What to produce: Rewrite the records from the beginning through the line containing "[[435, 236, 479, 283]]", both included, swapping every "bounding box" for "enclosing rectangle" and changing nothing else.

[start Records for this task]

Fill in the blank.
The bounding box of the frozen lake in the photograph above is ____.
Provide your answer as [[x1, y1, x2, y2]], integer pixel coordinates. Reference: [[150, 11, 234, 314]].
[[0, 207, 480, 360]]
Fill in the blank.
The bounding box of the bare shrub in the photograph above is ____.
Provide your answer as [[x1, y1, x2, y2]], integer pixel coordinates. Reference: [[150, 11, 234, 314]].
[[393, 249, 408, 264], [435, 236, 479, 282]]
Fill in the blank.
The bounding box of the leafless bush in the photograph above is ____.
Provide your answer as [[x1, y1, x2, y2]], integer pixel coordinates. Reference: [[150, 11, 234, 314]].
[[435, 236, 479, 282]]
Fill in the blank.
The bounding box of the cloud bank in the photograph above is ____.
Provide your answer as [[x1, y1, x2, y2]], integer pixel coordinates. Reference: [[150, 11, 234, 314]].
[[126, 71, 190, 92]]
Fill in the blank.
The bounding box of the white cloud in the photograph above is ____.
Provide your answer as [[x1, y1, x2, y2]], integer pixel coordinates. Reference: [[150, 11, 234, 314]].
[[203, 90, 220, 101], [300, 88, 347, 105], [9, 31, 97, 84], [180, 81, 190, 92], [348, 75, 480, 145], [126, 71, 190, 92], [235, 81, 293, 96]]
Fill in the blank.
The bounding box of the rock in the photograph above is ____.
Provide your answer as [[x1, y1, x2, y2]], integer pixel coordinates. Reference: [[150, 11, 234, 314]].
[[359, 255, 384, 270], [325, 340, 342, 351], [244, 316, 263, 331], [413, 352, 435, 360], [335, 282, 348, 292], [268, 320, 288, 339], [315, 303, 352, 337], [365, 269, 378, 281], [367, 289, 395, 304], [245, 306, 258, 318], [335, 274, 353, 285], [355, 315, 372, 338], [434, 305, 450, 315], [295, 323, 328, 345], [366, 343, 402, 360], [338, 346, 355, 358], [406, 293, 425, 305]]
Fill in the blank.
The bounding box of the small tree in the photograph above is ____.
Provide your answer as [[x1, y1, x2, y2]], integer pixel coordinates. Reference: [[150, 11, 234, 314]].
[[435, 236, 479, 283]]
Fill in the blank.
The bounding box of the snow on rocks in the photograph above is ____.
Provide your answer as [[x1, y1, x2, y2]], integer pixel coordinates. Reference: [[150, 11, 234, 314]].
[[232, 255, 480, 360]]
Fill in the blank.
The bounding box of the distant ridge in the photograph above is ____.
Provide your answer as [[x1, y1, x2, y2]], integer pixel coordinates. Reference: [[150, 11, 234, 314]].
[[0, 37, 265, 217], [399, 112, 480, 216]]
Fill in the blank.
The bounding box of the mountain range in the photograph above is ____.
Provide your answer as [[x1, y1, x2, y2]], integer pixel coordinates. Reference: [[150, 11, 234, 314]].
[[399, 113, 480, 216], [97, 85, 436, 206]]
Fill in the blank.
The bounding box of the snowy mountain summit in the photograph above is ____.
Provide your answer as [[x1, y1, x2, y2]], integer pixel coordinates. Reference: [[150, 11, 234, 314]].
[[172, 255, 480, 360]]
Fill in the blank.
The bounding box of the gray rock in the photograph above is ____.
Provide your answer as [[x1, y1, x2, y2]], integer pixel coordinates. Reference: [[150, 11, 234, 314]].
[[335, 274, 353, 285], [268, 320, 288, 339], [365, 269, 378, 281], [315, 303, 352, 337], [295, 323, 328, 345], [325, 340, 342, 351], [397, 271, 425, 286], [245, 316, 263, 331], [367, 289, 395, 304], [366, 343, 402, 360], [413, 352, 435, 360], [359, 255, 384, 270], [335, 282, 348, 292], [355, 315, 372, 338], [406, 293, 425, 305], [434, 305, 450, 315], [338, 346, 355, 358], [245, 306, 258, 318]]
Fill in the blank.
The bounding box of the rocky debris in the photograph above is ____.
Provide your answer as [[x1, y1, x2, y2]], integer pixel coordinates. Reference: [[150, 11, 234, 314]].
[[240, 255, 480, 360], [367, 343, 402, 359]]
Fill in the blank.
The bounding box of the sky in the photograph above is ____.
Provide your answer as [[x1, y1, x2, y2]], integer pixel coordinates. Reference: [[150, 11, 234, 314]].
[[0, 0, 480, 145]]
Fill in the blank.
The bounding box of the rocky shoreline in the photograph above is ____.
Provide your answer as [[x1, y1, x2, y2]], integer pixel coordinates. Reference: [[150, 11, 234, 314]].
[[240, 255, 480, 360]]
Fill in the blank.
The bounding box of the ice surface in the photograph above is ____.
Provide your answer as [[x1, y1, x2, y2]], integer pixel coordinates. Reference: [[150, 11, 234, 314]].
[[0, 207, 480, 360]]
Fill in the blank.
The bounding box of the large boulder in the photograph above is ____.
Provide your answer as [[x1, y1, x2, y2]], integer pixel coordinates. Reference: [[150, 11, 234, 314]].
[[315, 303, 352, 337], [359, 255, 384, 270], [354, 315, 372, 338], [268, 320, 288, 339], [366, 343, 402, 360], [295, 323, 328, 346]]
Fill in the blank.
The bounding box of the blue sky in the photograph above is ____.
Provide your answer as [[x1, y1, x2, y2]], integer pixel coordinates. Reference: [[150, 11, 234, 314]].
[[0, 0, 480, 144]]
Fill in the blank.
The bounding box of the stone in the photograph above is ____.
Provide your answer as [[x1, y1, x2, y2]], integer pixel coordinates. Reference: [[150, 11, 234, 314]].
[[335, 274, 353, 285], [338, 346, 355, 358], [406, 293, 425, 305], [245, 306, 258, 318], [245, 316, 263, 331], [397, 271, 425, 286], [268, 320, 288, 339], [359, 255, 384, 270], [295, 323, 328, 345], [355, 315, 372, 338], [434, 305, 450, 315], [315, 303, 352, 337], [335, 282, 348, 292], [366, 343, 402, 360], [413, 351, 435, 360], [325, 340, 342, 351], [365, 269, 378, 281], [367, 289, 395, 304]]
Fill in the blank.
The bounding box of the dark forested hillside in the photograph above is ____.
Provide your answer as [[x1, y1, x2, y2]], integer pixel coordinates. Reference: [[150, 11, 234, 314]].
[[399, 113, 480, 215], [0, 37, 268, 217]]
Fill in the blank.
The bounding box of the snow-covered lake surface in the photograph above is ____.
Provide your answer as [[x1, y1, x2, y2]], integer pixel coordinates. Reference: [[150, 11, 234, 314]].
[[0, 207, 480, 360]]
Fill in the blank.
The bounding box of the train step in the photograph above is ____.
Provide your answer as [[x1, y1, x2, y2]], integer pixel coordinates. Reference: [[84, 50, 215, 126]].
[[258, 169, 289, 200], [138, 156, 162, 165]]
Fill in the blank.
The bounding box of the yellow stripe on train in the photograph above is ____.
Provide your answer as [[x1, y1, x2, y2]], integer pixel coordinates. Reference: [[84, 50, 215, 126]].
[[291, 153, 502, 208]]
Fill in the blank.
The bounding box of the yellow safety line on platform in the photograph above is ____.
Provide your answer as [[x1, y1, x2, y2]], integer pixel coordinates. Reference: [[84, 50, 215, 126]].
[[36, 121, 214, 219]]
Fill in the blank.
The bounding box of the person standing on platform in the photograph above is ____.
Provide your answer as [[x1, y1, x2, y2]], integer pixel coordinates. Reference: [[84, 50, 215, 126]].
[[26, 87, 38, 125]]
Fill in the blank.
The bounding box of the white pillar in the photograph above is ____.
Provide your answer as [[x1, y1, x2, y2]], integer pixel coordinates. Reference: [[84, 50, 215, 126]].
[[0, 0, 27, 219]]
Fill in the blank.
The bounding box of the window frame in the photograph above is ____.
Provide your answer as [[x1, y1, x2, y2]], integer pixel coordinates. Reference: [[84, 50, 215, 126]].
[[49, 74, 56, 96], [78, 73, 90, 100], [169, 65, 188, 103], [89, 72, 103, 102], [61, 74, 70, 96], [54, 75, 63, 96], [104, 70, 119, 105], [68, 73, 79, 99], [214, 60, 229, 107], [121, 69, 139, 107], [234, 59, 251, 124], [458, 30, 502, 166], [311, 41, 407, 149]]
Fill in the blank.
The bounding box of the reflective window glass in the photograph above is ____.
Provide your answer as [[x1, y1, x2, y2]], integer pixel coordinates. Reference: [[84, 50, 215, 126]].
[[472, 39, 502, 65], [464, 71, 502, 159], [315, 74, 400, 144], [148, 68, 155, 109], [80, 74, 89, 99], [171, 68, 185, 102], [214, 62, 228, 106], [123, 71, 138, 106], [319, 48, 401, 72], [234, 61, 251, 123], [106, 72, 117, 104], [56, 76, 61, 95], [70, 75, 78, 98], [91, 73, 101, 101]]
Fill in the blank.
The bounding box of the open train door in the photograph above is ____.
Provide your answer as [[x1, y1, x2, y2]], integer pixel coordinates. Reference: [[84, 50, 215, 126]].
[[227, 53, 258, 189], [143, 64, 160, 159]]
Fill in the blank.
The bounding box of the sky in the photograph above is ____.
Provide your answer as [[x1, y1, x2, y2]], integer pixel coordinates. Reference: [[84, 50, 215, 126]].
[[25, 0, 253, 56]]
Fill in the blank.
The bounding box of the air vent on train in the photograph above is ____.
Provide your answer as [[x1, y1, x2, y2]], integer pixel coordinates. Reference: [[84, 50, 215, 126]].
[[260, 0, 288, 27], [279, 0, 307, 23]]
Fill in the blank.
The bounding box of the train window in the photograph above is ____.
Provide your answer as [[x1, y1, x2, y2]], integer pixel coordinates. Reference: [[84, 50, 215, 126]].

[end Records for this task]

Final result:
Fill in the blank.
The enclosing rectangle of the frozen lake in the photograph above is ____.
Provide your answer as [[x1, y1, x2, y2]], integer pixel coordinates. Reference: [[150, 11, 234, 314]].
[[0, 207, 480, 360]]
Fill in the blank.
The enclosing rectangle of the bare shrub in the photograph above is ____.
Provide your answer as [[x1, y1, x2, y2]], integer pixel coordinates. Reference: [[150, 11, 234, 314]].
[[393, 249, 408, 264], [435, 236, 479, 282]]
Fill in the blank.
The enclosing rectangle of the leafless bush in the photograph above is ____.
Provide your answer as [[x1, y1, x2, y2]], integer pixel coordinates. Reference: [[150, 11, 234, 314]].
[[435, 236, 479, 282]]
Fill in the blank.
The enclosing rectangle of the cloud bank in the photograph above is ____.
Provide your answer as [[x1, y1, x2, y2]], integer pixel coordinates. Reference: [[150, 11, 234, 314]].
[[126, 71, 190, 92]]
Fill in the blank.
The enclosing rectangle of the white cloud in the photograph above is ____.
Provide your answer as [[x1, y1, x2, y2]], integer pixel coordinates. Reference: [[150, 11, 234, 314]].
[[203, 90, 220, 101], [300, 88, 347, 105], [9, 31, 97, 84], [180, 81, 190, 92], [348, 75, 480, 145], [126, 71, 190, 92], [235, 81, 293, 96]]
Fill in the blank.
The enclosing rectangle of the rock in the photograph above is ____.
Provide your answer as [[x1, y1, x2, y2]], integer pixel coordinates. Reference: [[150, 11, 234, 314]].
[[359, 255, 384, 270], [325, 340, 342, 351], [244, 316, 263, 331], [413, 352, 435, 360], [335, 282, 348, 292], [268, 320, 288, 339], [315, 303, 352, 337], [365, 269, 378, 281], [367, 289, 395, 304], [245, 306, 258, 318], [335, 274, 353, 285], [355, 315, 372, 338], [434, 305, 450, 315], [295, 323, 328, 345], [366, 343, 402, 360], [338, 346, 355, 358], [406, 293, 425, 305]]
Fill in the blank.
The enclosing rectangle of the small tree in the photograph above is ____.
Provide your answer as [[x1, y1, x2, y2]], integer pixel coordinates. Reference: [[150, 11, 234, 314]].
[[435, 236, 479, 283]]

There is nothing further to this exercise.